(ASSIGNED TASK)
Repeat all entries word for word; skip images.

(DATA TO EXAMINE)
-------
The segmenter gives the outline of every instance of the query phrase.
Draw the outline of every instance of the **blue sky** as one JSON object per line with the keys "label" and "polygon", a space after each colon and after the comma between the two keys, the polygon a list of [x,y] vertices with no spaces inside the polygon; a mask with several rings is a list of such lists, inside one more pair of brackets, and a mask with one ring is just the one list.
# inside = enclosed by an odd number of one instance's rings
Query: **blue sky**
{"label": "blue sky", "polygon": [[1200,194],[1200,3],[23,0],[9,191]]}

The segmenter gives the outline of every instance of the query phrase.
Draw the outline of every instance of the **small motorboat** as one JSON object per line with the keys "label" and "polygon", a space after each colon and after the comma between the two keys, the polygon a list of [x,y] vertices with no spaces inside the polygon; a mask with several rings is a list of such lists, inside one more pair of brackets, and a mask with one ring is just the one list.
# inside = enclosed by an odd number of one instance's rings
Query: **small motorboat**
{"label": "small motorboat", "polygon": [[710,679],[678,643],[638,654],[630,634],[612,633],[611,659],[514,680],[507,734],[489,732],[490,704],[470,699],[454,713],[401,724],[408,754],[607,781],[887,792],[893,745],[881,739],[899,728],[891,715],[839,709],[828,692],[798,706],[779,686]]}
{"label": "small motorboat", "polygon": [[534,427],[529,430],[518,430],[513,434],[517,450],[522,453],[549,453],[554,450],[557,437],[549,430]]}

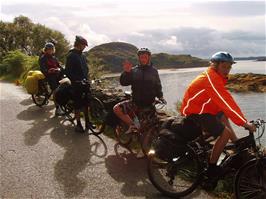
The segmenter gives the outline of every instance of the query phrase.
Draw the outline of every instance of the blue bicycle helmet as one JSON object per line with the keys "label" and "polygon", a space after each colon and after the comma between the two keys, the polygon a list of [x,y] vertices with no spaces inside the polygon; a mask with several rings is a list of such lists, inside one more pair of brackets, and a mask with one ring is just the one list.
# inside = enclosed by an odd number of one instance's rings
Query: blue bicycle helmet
-------
(REPLY TO THE EXERCISE)
The segmenter gives the outline of every instance of the query phrase.
Draw the outline of every instance of the **blue sky** as one JSON object per line with the keys "label" and "polygon", a space after each colon and after the comma between the two keys, the polygon a list of [x,y] vertices with no spaces inside the polygon; a mask with several rings is a list of such lists, inside one more pair of brackets, and a mask with one ring is just the one list.
# inside = enclosed by an odd number of one instance's rings
Query: **blue sky**
{"label": "blue sky", "polygon": [[1200,194],[1200,3],[23,0],[9,191]]}

The segmenter gives the outline of every instance of the query phrase.
Draw the outline of every instance of the **small motorboat** as one JSON object per line with the keys "label" and "polygon", a space after each colon and after the comma between the two keys, the polygon a list of [x,y] vertices with no spaces inside the polygon; a mask with several rings is a list of such lists, inside one more pair of brackets, and a mask with one ring is just the one list.
# inside = enclosed by an odd number of one instance's rings
Query: **small motorboat**
{"label": "small motorboat", "polygon": [[710,679],[678,643],[638,654],[630,634],[612,633],[611,659],[514,680],[507,734],[489,732],[490,704],[470,699],[454,713],[401,724],[408,754],[607,781],[887,792],[893,745],[881,739],[899,728],[891,715],[839,709],[828,692],[798,706],[779,686]]}
{"label": "small motorboat", "polygon": [[534,427],[529,430],[518,430],[513,434],[517,450],[522,453],[549,453],[554,450],[557,437],[549,430]]}

The segmenter gives the outline of every instance of the query phrase.
Draw the outline of every instance of the blue bicycle helmet as one JSON object per line with the keys "label" and "polygon", a space after each colon and after the comma between the two keys, the polygon a list of [x,y] vertices with no spaces inside the polygon; a mask with several rings is a list of such lists, inside one more pair of brackets, and a mask with one ring is just the one list.
# inside = enclosed by an odd number of one instance's rings
Query: blue bicycle helmet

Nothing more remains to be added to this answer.